■ Data to process:
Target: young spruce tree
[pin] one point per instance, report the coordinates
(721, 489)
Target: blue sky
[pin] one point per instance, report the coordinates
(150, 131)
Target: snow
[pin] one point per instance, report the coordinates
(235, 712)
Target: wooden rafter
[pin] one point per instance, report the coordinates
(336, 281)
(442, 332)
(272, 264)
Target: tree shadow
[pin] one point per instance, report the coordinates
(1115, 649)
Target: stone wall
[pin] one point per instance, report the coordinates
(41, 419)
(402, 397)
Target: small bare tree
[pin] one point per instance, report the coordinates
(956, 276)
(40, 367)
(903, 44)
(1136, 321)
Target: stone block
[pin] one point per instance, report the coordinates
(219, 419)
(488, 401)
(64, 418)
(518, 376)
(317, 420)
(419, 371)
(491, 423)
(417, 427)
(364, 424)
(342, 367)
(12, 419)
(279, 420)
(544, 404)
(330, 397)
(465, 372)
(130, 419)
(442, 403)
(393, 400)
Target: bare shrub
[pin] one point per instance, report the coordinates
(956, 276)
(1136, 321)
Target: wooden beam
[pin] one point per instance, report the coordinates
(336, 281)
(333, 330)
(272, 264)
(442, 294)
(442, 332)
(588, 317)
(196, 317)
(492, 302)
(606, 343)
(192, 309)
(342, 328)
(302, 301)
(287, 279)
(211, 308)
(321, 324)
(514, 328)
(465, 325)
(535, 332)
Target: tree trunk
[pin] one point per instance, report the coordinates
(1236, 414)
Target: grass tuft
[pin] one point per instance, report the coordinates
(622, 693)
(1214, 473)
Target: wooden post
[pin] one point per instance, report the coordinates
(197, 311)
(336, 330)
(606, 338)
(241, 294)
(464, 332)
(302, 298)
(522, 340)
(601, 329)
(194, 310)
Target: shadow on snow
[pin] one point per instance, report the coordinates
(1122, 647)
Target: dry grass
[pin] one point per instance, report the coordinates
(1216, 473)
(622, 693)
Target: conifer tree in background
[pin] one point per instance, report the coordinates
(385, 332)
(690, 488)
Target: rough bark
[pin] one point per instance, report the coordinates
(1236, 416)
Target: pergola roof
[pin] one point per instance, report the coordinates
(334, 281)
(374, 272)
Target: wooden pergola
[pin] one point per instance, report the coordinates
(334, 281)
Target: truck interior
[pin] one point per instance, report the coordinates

■ What you are asked to do:
Rewrite all the rows above with "wooden" changed to "timber" wherever it appears, leaving everything else the same.

■ Output of the task:
Target: young spruce tree
[pin] one point per instance, report the coordinates
(721, 489)
Target: blue sky
[pin] one point per instance, report the coordinates
(150, 131)
Target: snow
[pin] one point per instance, report the coordinates
(235, 712)
Target: timber rafter
[pin] one point per instance, report the coordinates
(336, 281)
(442, 332)
(272, 264)
Target: tree shadow
[pin] one point per instance, report the coordinates
(1115, 649)
Target: stone wall
[pin] one point per instance, report the coordinates
(41, 419)
(402, 397)
Target: small bare tree
[pin] one point per instance, report the coordinates
(956, 276)
(40, 367)
(903, 44)
(1136, 321)
Target: stone block
[pin] one point per instance, report the coordinates
(219, 419)
(488, 401)
(64, 418)
(518, 376)
(317, 420)
(419, 371)
(491, 423)
(417, 427)
(364, 424)
(342, 367)
(12, 419)
(279, 420)
(544, 404)
(330, 397)
(465, 372)
(130, 419)
(442, 403)
(393, 400)
Target: bare shrub
[pin] one point per instance, report the coordinates
(956, 276)
(1136, 321)
Target: timber beam
[pin] one point per instance, report the coordinates
(336, 281)
(333, 330)
(272, 264)
(442, 294)
(442, 332)
(588, 317)
(196, 317)
(492, 302)
(606, 343)
(192, 309)
(342, 328)
(302, 301)
(287, 279)
(211, 308)
(321, 324)
(514, 328)
(465, 325)
(535, 332)
Target: tree trunk
[pin] one point per instance, report the coordinates
(1236, 414)
Target: grass tuft
[pin] one point per instance, report the coordinates
(622, 693)
(1214, 473)
Target: timber post
[pin] one point per instance, report the coordinates
(197, 311)
(336, 330)
(606, 338)
(241, 294)
(464, 332)
(302, 298)
(522, 340)
(601, 329)
(194, 310)
Target: shadow on snow
[pin] one point per instance, report the coordinates
(1122, 647)
Target: dry grass
[pin] one point per instance, report the coordinates
(1216, 473)
(622, 693)
Target: conifer tree in background
[pin] one point per instance, report the coordinates
(385, 332)
(690, 488)
Target: rough bark
[pin] one point per instance, report the coordinates
(1236, 416)
Target: pergola roof
[pin] one point per instance, report the coordinates
(334, 281)
(374, 272)
Target: timber pergola
[pin] one point per instance, report the coordinates
(334, 281)
Target: truck interior
[pin] one point per instance, report the coordinates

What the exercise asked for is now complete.